• **Input data**:

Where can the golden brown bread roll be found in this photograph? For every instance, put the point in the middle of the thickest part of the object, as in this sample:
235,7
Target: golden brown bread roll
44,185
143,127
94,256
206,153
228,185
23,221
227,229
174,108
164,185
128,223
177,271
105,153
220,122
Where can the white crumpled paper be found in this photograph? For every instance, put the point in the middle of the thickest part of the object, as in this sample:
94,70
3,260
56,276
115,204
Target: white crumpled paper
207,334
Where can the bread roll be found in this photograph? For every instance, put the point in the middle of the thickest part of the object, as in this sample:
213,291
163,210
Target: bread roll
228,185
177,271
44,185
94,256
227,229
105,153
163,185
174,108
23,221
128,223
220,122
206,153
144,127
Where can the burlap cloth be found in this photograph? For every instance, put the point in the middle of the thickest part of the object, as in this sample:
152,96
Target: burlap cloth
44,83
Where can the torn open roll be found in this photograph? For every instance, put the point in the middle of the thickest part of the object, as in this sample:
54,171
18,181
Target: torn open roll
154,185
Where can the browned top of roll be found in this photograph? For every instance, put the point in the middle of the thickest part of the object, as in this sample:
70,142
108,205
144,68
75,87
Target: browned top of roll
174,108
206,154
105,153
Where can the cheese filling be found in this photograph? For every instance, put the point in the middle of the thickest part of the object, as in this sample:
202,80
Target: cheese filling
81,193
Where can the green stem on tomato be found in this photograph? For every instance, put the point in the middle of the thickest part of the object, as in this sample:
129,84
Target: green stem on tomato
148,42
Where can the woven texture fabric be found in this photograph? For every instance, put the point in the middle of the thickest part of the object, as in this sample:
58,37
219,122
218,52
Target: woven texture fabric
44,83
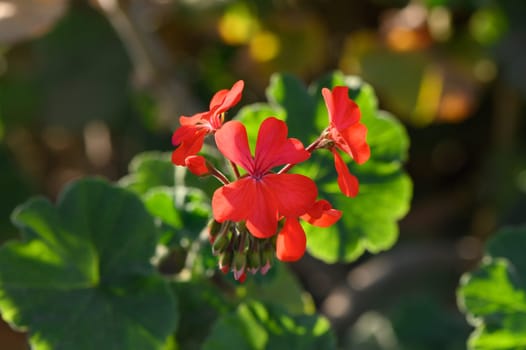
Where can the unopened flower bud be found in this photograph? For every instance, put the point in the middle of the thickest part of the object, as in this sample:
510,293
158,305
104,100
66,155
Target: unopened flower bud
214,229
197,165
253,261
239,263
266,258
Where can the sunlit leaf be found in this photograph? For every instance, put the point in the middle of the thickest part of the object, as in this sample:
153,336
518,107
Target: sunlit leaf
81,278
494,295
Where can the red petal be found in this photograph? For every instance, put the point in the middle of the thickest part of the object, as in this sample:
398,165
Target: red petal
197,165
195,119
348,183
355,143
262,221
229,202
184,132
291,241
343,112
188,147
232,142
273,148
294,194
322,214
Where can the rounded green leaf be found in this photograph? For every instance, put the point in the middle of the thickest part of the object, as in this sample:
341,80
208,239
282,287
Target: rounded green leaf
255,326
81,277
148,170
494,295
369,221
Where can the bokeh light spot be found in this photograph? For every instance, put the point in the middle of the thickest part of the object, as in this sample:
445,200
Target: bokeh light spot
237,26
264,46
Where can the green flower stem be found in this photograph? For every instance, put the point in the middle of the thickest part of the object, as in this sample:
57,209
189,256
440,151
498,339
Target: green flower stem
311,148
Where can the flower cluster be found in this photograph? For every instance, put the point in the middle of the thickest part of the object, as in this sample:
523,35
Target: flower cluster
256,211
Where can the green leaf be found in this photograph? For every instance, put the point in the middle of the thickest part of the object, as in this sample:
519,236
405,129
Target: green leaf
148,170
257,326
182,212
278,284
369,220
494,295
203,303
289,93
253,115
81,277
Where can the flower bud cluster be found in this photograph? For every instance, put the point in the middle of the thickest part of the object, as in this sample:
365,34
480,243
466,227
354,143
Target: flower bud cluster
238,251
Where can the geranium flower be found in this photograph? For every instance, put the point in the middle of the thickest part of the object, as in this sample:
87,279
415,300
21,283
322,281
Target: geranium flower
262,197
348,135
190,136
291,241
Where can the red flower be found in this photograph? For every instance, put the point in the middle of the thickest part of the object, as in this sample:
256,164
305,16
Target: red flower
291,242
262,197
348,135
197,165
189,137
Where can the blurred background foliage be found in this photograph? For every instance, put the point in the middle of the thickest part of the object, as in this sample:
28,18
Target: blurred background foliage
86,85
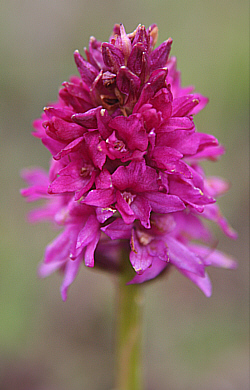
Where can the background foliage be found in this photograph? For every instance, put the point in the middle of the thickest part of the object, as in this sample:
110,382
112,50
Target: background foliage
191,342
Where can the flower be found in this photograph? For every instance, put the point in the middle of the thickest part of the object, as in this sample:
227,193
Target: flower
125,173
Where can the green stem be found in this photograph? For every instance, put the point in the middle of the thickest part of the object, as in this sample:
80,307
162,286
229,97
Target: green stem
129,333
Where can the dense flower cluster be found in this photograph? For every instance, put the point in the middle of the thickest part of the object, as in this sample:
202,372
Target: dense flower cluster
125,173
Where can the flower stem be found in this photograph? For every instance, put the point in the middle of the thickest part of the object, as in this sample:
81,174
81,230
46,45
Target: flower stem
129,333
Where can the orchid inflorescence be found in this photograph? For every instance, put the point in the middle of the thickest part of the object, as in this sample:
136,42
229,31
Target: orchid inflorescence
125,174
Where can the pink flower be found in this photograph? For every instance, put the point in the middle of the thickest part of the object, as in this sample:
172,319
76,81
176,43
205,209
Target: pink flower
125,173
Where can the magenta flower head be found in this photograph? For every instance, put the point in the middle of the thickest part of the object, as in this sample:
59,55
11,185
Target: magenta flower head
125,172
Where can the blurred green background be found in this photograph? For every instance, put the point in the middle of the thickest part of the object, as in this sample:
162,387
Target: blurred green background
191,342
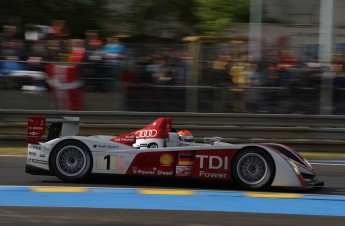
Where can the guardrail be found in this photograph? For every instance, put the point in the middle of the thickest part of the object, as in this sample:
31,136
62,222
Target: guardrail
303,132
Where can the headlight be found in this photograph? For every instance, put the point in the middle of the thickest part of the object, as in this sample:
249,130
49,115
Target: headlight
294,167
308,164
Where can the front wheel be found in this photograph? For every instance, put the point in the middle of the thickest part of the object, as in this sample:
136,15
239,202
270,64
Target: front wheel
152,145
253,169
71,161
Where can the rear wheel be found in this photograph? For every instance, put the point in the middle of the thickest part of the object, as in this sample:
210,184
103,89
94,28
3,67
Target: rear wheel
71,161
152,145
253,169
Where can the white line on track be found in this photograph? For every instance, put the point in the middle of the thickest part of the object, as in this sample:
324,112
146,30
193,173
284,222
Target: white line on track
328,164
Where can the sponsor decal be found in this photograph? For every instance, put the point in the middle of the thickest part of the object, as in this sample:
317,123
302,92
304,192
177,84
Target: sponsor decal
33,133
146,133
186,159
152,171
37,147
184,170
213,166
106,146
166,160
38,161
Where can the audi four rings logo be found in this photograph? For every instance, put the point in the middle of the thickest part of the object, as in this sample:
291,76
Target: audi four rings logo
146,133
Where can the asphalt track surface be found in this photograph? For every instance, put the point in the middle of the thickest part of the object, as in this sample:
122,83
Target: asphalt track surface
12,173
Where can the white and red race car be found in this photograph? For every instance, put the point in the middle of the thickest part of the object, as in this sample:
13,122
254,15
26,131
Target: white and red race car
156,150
---
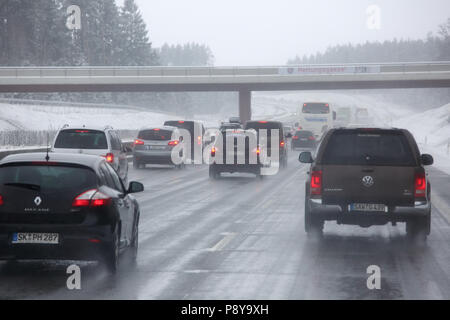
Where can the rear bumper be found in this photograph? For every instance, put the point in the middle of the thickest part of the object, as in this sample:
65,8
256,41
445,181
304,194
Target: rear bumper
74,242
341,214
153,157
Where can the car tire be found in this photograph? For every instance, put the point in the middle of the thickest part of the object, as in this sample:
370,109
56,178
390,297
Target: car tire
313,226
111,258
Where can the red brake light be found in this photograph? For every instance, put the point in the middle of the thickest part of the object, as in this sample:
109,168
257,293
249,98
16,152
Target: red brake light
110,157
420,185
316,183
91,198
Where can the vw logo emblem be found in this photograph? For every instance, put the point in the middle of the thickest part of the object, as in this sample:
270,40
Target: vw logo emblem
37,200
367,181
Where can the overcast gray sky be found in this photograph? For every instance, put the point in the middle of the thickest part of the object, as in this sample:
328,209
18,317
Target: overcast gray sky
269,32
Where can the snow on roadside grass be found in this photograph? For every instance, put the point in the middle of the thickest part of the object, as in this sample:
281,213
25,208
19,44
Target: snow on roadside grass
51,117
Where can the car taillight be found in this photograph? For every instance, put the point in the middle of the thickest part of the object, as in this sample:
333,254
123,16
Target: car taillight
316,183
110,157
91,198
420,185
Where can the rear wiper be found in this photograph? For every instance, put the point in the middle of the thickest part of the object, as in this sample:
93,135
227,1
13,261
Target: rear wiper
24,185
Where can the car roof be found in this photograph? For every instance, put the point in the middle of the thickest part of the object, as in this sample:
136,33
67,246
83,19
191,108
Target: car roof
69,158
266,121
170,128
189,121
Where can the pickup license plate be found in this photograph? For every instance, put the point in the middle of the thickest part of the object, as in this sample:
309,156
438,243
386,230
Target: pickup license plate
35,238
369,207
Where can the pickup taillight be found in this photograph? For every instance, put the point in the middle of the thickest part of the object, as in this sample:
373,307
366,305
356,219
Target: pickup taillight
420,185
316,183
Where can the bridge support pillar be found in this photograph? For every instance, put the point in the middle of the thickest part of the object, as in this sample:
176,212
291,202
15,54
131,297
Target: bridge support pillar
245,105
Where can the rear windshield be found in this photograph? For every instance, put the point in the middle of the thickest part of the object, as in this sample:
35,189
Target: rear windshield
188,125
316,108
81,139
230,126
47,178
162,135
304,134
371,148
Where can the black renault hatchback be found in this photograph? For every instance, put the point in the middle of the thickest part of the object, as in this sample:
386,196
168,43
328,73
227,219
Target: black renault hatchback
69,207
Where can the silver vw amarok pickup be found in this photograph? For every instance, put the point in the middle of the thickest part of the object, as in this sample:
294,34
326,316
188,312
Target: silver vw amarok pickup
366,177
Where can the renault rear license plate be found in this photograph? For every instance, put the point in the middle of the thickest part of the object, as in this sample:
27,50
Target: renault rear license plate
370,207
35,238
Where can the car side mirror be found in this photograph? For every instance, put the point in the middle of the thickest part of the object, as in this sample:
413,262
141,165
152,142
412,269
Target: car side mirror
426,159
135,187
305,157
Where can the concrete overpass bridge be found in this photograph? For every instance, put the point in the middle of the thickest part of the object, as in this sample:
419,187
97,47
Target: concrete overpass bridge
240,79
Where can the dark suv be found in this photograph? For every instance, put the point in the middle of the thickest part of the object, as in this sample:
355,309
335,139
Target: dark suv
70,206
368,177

• **Your objective**:
In the material above, the stretch from the line with "Target: blurred background foliage" through the line with "Where can the orchid" is to be given again exactly, minus the pictures.

• **Response area**:
Target: blurred background foliage
86,85
Where can the background foliage be found in this photograph? For every instance, put the point in the middle of the thickest part of the object, as in this sample:
110,382
112,50
Target: background foliage
191,342
Where can the flower be found in this photograph? For every instance, put the point in the middle of the thickest part of the object, as in this sample:
227,193
Target: flower
125,173
Where can the green stem be found in this photograph? For every instance, put the point in the middle of the thickest part of the object, as in this sample:
80,307
162,286
229,97
Target: green stem
129,333
Where can the dense flower cluster be found in this photograph? For every instance, put the point in the middle of the thickest part of the object, as in this sample:
202,372
Target: dense flower cluster
125,173
Where can the flower stem be found in this photograph? For every instance, put the point in the middle of the thickest part of the object, as in this sample:
81,174
81,230
46,45
Target: flower stem
129,333
Where can the orchid inflorescence be found in this photograph? For every instance, put the point in the middle of the thickest part of the object, as in this sample:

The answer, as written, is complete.